* _What this task involves_
The required lines are those that contain "bird"; pull them out of the data and copy them.

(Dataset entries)
####################

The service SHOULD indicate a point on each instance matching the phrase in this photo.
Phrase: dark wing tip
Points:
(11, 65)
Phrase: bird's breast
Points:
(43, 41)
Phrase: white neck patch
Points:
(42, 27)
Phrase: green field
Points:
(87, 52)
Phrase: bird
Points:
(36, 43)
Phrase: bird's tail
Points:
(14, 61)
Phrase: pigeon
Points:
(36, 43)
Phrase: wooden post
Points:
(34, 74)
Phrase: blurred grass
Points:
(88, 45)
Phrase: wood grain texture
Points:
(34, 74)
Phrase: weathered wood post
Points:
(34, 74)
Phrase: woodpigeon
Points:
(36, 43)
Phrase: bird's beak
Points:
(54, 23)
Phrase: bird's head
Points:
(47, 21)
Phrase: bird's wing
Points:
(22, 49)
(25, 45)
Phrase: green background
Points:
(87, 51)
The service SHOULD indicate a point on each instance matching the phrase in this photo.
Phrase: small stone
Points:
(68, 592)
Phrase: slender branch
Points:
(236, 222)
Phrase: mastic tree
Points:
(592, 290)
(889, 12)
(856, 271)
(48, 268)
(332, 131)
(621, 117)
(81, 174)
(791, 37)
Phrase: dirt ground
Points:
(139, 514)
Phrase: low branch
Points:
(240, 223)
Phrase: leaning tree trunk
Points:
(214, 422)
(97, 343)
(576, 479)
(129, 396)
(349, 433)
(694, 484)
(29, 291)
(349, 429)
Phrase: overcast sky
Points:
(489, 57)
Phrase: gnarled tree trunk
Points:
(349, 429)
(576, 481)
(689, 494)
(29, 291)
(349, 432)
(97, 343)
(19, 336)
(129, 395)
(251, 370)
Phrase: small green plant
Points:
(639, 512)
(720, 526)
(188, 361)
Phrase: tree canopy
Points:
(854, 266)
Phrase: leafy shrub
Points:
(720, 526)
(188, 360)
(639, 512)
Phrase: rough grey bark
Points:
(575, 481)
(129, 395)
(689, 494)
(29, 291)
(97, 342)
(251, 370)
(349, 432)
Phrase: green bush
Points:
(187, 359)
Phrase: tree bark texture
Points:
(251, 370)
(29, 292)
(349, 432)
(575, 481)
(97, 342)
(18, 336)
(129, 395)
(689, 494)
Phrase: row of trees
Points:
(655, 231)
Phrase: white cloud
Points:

####################

* _Answer space_
Phrase: bird's breast
Phrase: bird
Phrase: bird's tail
Phrase: bird's beak
Phrase: bird's head
Phrase: bird's wing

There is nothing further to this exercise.